▸ **Records provided**:
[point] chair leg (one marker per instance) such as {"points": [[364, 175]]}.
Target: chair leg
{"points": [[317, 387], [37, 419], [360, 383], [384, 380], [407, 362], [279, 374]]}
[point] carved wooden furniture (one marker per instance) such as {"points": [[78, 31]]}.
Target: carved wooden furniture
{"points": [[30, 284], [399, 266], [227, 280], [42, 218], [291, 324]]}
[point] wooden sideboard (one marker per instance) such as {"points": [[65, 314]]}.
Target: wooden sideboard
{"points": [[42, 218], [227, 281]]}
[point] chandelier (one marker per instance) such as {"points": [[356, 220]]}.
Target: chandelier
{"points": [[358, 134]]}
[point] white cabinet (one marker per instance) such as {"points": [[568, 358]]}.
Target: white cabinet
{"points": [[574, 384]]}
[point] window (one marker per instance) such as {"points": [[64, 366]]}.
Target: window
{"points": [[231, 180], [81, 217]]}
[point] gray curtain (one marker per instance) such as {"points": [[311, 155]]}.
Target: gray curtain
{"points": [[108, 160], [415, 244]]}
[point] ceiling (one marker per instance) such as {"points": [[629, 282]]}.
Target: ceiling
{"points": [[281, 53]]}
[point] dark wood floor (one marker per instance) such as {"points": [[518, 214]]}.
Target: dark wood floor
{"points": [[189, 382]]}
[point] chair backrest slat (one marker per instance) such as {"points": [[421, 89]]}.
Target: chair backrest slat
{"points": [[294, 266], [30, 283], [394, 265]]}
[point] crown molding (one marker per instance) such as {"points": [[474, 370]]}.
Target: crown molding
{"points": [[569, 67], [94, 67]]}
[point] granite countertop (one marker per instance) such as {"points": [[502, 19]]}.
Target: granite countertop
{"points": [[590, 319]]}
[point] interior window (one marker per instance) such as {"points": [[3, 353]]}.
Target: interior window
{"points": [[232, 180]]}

---

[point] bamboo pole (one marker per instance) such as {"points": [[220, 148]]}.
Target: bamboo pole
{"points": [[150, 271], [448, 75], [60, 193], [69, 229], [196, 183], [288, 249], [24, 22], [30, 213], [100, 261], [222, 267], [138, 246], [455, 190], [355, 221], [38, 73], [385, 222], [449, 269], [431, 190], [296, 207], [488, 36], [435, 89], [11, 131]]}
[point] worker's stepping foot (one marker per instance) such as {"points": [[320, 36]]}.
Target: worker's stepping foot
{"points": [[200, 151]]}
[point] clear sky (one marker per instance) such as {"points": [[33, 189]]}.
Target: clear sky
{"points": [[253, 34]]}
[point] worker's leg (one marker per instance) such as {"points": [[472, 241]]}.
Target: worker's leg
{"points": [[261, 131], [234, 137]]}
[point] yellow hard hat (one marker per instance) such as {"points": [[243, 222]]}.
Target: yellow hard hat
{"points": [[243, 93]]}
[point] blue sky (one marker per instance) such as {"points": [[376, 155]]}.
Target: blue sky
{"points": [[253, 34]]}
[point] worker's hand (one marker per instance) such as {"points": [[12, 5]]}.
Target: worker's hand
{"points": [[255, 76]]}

...

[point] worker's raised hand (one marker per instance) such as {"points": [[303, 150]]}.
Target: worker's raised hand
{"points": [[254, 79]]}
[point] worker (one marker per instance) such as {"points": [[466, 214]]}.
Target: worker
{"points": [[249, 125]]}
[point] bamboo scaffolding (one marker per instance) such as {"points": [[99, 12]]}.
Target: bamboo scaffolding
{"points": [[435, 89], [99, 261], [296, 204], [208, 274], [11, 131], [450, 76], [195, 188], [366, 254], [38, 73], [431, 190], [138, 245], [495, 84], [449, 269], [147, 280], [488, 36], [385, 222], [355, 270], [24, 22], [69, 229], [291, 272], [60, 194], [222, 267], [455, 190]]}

▸ **Exercise prompt**: Select every line of the records above that contains the word "dark", and copy each one out.

▸ **Exercise answer**:
[point] dark wood floor (one marker per instance) such as {"points": [[518, 214]]}.
Target: dark wood floor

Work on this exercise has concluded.